The long-term survival of the staghorn coral Acropora cervicornis is threatened unless successful active reef restoration is applied. As part of restoration efforts, the species has been successfully reared in many coral nurseries in different locations in The Bahamas & Caribbean by Reef Rescue Network partners. Knowing that increasing genetic diversity within populations is one of the key factors to ensure the persistence of the species. It was therefore necessary for the Shedd Aquarium and Perry Institute for Marine Science to collaborate.
During a 15-day expedition aboard Shedd Aquarium’s R/V Coral Reef II, a team of scientists was focused on two goals.
The first goal, led by Dr. Andrew Baker, consisted of sampling more than 1.800 corals in the Bahamas, specifically around Lee Stocking Island in the Exumas. This was done to replicate samples he originally took in 1995 to investigate how coral and symbiont diversity has shifted over several decades of climate stress.
The second goal, led by Dr. Ross Cunning (Shedd Aquarium), was to move Staghorn Coral fragments between nurseries throughout the islands of the Bahamas (Bimini, Nassau, Eleuthera, Cat Island and the Exumas). In each location, fragments from the nurseries and from wild colonies were collected and new coral tree nurseries were deployed with different genotypes from different places, hoping to increase genetic diversity in each site.

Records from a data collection
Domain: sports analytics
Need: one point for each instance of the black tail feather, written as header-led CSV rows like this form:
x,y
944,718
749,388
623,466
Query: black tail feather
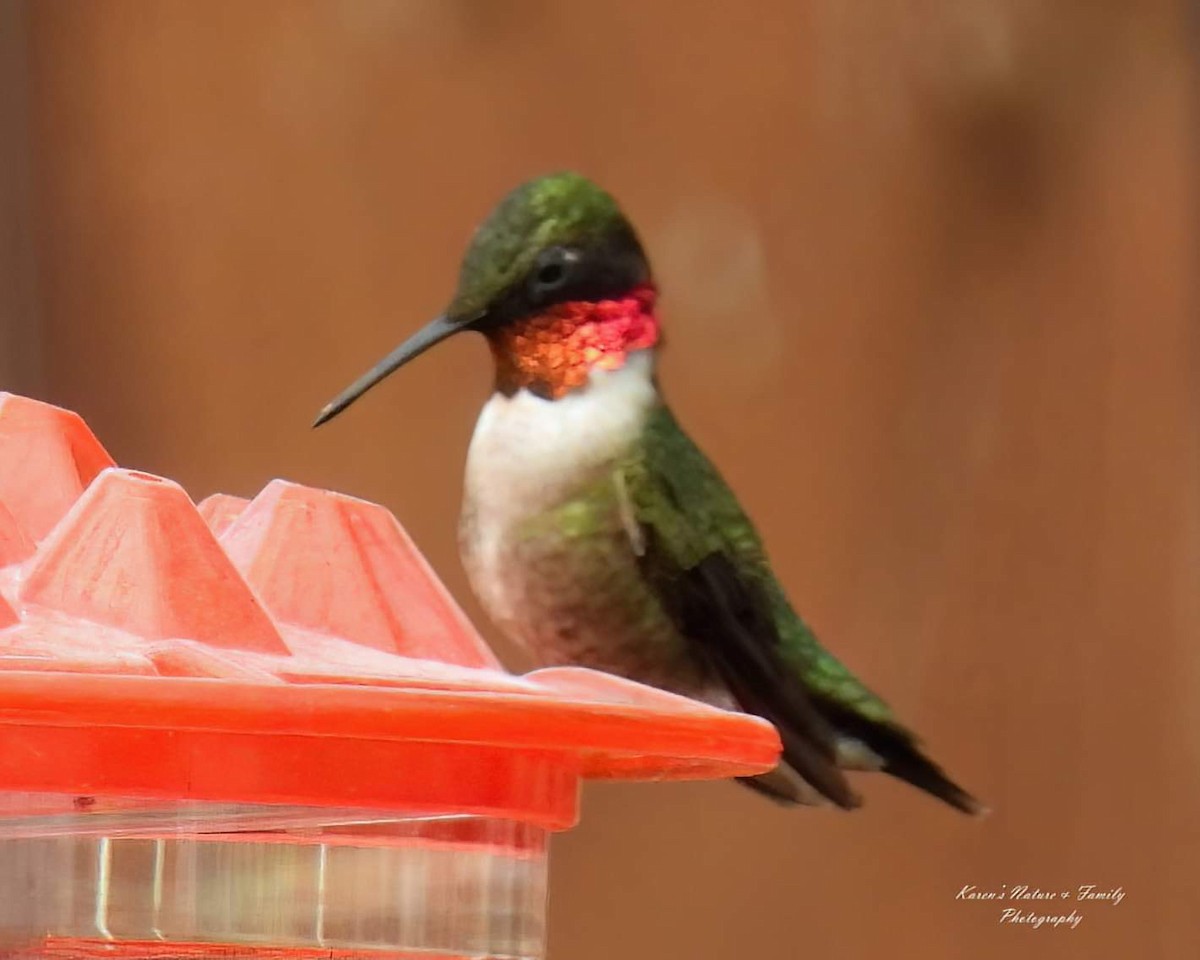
x,y
901,756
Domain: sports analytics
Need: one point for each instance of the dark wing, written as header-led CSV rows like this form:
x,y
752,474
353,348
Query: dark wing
x,y
700,557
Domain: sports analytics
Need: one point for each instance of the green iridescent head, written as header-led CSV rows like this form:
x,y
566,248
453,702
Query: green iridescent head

What this exercise asks =>
1. List the places that the coral expedition text names as the islands of the Bahamas where Staghorn Coral fragments were moved between nurseries.
2. Please carry the coral expedition text forward, starting after its last sentence.

Task results =>
1. Bimini, Nassau, Eleuthera, Cat Island and the Exumas.

2.
The team aboard the research vessel R/V Coral Reef II Included Crew Captain Zoltan Bobick, Tom Abend and John Harrelson, as well as researchers from:
- Shedd Aquarium (Dr. Ross Cunning, Dr. Steve Kessel, Dr. Andrew Kough, Amanda Weiler and Brendan Wylie),
- Cape Eleuthera Institute/Perry Institute for Marine Science (Dr. Valeria Pizarro and Natalia Hurtado),
- Reef Rescue Network/Perry Institute for Marine Science (Hayley-Jo Carr),
- University of Miami’s Rosenstiel School of Marine & Atmospheric Science (Dr. Andrew Baker, Olivia Williamson, Rich Karp and Kelsey Johnson-Sapp),
- University of South Florida (Dr. John Parkinson),
- Hawai’i Institute of Marine Biology – HIMB (Shayle Matsuda)
The collected Staghorn fragments were labeled by genotype and kept in “live wells” (seawater tanks aboard the ship) while travelling between locations. 570 staghorn fragments from 19 genotypes were placed in 12 new coral tree nurseries that were installed during the expedition. Two were installed in Nassau, Bimini and Cat Island (respectively) and six in Eleuthera.
Staff from the Cape Eleuthera Institute and Perry Institute of Marine Science will be responsible for the maintenance and monitoring of the new coral tree nurseries. The new nurseries will be located at Tunnel Rock as part of the Reef Rescue Network and the Bahamas Coral Innovation Hub.